_Provided records_:
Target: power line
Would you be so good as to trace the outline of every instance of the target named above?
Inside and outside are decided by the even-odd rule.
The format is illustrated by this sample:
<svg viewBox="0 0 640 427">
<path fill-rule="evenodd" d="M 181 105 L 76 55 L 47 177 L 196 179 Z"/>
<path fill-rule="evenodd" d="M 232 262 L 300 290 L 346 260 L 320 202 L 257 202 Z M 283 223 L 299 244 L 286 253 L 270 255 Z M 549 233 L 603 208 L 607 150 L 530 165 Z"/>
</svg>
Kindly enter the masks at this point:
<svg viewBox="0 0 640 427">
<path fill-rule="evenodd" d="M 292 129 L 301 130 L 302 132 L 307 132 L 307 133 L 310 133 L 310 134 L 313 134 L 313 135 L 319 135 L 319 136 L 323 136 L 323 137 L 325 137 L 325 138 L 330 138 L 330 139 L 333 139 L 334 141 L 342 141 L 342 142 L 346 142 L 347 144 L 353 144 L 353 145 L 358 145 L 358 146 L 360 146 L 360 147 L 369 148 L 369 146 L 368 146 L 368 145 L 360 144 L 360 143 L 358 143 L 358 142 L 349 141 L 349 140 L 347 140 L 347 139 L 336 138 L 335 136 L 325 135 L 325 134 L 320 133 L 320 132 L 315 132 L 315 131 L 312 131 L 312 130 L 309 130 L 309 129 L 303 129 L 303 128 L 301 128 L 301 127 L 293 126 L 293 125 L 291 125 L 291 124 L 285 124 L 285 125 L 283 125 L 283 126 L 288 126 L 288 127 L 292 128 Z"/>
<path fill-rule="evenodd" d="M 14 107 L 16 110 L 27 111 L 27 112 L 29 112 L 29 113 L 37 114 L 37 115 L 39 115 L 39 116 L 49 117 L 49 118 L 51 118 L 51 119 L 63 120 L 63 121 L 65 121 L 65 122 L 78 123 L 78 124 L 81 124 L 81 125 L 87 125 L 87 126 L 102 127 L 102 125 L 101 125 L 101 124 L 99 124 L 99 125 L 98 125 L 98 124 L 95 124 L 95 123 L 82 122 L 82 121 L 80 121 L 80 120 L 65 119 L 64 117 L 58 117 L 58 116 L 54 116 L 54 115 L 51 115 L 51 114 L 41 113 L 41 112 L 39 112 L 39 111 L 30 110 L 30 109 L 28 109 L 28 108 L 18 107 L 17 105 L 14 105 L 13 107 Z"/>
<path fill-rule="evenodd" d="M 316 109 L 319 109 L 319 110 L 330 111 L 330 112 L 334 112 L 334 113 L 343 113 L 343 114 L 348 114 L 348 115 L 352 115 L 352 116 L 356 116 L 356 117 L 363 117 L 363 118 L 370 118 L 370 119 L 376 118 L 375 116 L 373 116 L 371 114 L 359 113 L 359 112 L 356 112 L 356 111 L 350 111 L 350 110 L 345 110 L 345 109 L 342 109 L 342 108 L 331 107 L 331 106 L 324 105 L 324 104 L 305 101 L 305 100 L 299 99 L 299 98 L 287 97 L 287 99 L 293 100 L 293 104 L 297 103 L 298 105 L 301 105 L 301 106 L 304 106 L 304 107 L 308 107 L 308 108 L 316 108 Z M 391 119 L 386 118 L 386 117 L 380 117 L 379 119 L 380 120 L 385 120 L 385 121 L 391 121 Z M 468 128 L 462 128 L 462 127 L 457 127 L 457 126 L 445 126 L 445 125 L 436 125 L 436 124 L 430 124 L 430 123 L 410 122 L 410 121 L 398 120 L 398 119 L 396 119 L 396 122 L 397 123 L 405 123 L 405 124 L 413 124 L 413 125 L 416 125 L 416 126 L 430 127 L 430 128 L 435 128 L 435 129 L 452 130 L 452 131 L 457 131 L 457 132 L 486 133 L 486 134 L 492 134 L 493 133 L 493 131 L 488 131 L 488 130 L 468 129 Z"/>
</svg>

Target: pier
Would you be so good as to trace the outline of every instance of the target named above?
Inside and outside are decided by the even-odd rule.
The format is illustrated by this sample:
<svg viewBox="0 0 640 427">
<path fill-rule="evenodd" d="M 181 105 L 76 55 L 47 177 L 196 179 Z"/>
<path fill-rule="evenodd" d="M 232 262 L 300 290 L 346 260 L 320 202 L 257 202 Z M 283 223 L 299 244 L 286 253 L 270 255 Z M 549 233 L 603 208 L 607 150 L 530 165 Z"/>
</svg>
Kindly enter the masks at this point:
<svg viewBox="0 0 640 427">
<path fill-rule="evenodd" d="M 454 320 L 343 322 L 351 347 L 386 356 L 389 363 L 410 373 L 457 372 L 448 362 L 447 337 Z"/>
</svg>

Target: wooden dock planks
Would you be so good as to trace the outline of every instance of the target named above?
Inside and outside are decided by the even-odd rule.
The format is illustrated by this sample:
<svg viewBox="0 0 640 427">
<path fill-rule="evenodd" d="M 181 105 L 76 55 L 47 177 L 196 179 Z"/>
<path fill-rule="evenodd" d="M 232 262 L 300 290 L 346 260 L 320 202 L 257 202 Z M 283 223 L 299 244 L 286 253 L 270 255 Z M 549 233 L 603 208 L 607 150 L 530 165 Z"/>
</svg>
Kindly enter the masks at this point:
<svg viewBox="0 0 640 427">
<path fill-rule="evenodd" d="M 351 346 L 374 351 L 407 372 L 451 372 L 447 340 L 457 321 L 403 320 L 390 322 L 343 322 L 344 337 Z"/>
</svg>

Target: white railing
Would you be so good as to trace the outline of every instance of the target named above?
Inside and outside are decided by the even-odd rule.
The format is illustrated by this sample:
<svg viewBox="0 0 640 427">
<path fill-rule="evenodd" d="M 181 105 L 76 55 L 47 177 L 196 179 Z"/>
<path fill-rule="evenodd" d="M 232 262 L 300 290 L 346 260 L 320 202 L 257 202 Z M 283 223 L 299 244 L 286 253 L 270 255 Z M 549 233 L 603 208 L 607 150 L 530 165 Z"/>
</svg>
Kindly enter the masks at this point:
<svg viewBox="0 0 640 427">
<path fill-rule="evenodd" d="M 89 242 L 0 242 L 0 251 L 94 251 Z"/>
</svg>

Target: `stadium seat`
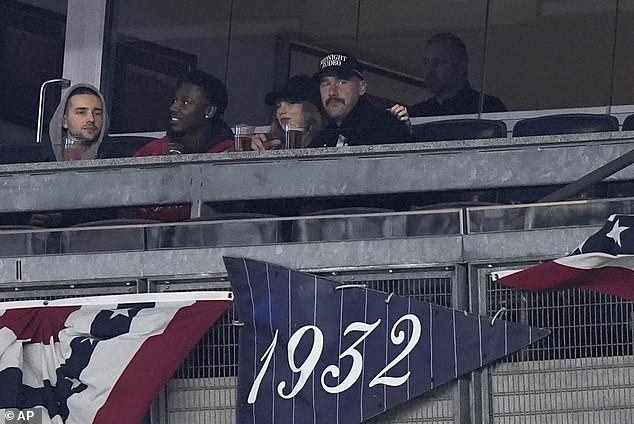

_What this task involves_: Copy every one of the records above word for word, leaving out the pictures.

_Reply to the task_:
Target: power line
Would you be so good as to trace the outline of every instance of the target named above?
Inside and outside are decided by the even-odd rule.
The format is illustrated by this sample:
<svg viewBox="0 0 640 427">
<path fill-rule="evenodd" d="M 181 105 L 76 55 L 47 177 L 196 179 Z"/>
<path fill-rule="evenodd" d="M 232 262 L 300 290 L 346 260 L 320 202 L 257 202 Z M 283 223 L 299 244 L 286 253 L 270 255 Z M 549 233 L 603 208 L 607 150 L 530 165 Z"/>
</svg>
Kindly enter the masks at this point:
<svg viewBox="0 0 640 427">
<path fill-rule="evenodd" d="M 292 129 L 301 130 L 302 132 L 307 132 L 307 133 L 310 133 L 310 134 L 313 134 L 313 135 L 319 135 L 319 136 L 323 136 L 323 137 L 325 137 L 325 138 L 330 138 L 330 139 L 333 139 L 334 141 L 342 141 L 342 142 L 346 142 L 347 144 L 353 144 L 353 145 L 358 145 L 358 146 L 360 146 L 360 147 L 369 148 L 369 146 L 368 146 L 368 145 L 360 144 L 360 143 L 358 143 L 358 142 L 349 141 L 349 140 L 347 140 L 347 139 L 336 138 L 335 136 L 325 135 L 325 134 L 320 133 L 320 132 L 315 132 L 315 131 L 312 131 L 312 130 L 309 130 L 309 129 L 303 129 L 303 128 L 301 128 L 301 127 L 293 126 L 293 125 L 291 125 L 291 124 L 285 124 L 285 125 L 283 125 L 283 126 L 288 126 L 288 127 L 292 128 Z"/>
<path fill-rule="evenodd" d="M 14 107 L 16 110 L 27 111 L 27 112 L 29 112 L 29 113 L 37 114 L 37 115 L 39 115 L 39 116 L 49 117 L 49 118 L 51 118 L 51 119 L 63 120 L 63 121 L 65 121 L 65 122 L 78 123 L 78 124 L 81 124 L 81 125 L 87 125 L 87 126 L 102 127 L 102 125 L 101 125 L 101 124 L 99 124 L 99 125 L 98 125 L 98 124 L 95 124 L 95 123 L 82 122 L 82 121 L 80 121 L 80 120 L 65 119 L 64 117 L 58 117 L 58 116 L 54 116 L 54 115 L 51 115 L 51 114 L 41 113 L 41 112 L 39 112 L 39 111 L 30 110 L 30 109 L 28 109 L 28 108 L 18 107 L 17 105 L 14 105 L 13 107 Z"/>
<path fill-rule="evenodd" d="M 316 109 L 319 109 L 319 110 L 330 111 L 330 112 L 334 112 L 334 113 L 343 113 L 343 114 L 348 114 L 348 115 L 352 115 L 352 116 L 356 116 L 356 117 L 363 117 L 363 118 L 370 118 L 370 119 L 376 118 L 375 116 L 373 116 L 371 114 L 359 113 L 359 112 L 356 112 L 356 111 L 350 111 L 350 110 L 345 110 L 345 109 L 342 109 L 342 108 L 331 107 L 331 106 L 324 105 L 324 104 L 305 101 L 305 100 L 299 99 L 299 98 L 287 97 L 287 99 L 293 100 L 293 104 L 297 103 L 298 105 L 301 105 L 301 106 L 304 106 L 304 107 L 308 107 L 308 108 L 316 108 Z M 391 119 L 386 118 L 386 117 L 380 117 L 379 119 L 380 120 L 385 120 L 385 121 L 391 121 Z M 468 128 L 462 128 L 462 127 L 457 127 L 457 126 L 445 126 L 445 125 L 436 125 L 436 124 L 430 124 L 430 123 L 410 122 L 410 121 L 398 120 L 398 119 L 396 119 L 396 122 L 397 123 L 405 123 L 405 124 L 413 124 L 413 125 L 416 125 L 416 126 L 430 127 L 430 128 L 435 128 L 435 129 L 452 130 L 452 131 L 457 131 L 457 132 L 486 133 L 486 134 L 492 134 L 493 133 L 493 131 L 488 131 L 488 130 L 468 129 Z"/>
</svg>

Target: pier
Would you be so good as to trace the outline of every instance of the target named above?
Inside and outside are decided by the even-odd rule.
The format is illustrated by this sample:
<svg viewBox="0 0 640 427">
<path fill-rule="evenodd" d="M 181 105 L 76 55 L 47 177 L 196 179 Z"/>
<path fill-rule="evenodd" d="M 232 262 L 300 290 L 346 260 L 320 202 L 257 202 Z M 283 223 L 299 244 L 286 253 L 270 255 Z M 549 233 L 603 208 L 607 150 L 530 165 Z"/>
</svg>
Kindly enter the masks at this point:
<svg viewBox="0 0 640 427">
<path fill-rule="evenodd" d="M 454 320 L 343 322 L 351 347 L 386 356 L 389 363 L 410 373 L 457 372 L 448 362 L 447 337 Z"/>
</svg>

Target: wooden dock planks
Would you be so good as to trace the outline of every instance of the target named above?
Inside and outside are decided by the even-odd rule.
The format is illustrated by this sample:
<svg viewBox="0 0 640 427">
<path fill-rule="evenodd" d="M 181 105 L 76 55 L 47 177 L 196 179 Z"/>
<path fill-rule="evenodd" d="M 232 262 L 300 290 L 346 260 L 320 202 L 257 202 Z M 283 223 L 299 244 L 286 253 L 270 255 Z M 549 233 L 603 208 L 607 150 L 530 165 Z"/>
</svg>
Kindly enter the masks at this point:
<svg viewBox="0 0 640 427">
<path fill-rule="evenodd" d="M 351 346 L 374 351 L 407 372 L 451 372 L 447 340 L 457 321 L 403 320 L 390 322 L 343 322 L 344 337 Z"/>
</svg>

Target: white railing
Would you be so good as to trace the outline of every instance of the target named above?
Inside and outside are decided by the even-odd rule.
The format is illustrated by this sample:
<svg viewBox="0 0 640 427">
<path fill-rule="evenodd" d="M 181 105 L 76 55 L 47 177 L 196 179 Z"/>
<path fill-rule="evenodd" d="M 232 262 L 300 290 L 346 260 L 320 202 L 257 202 Z M 283 223 L 299 244 L 286 253 L 270 255 Z M 549 233 L 603 208 L 607 150 L 530 165 Z"/>
</svg>
Kindly enter the masks at this point:
<svg viewBox="0 0 640 427">
<path fill-rule="evenodd" d="M 89 242 L 0 242 L 0 251 L 94 251 Z"/>
</svg>

Target: `stadium seat`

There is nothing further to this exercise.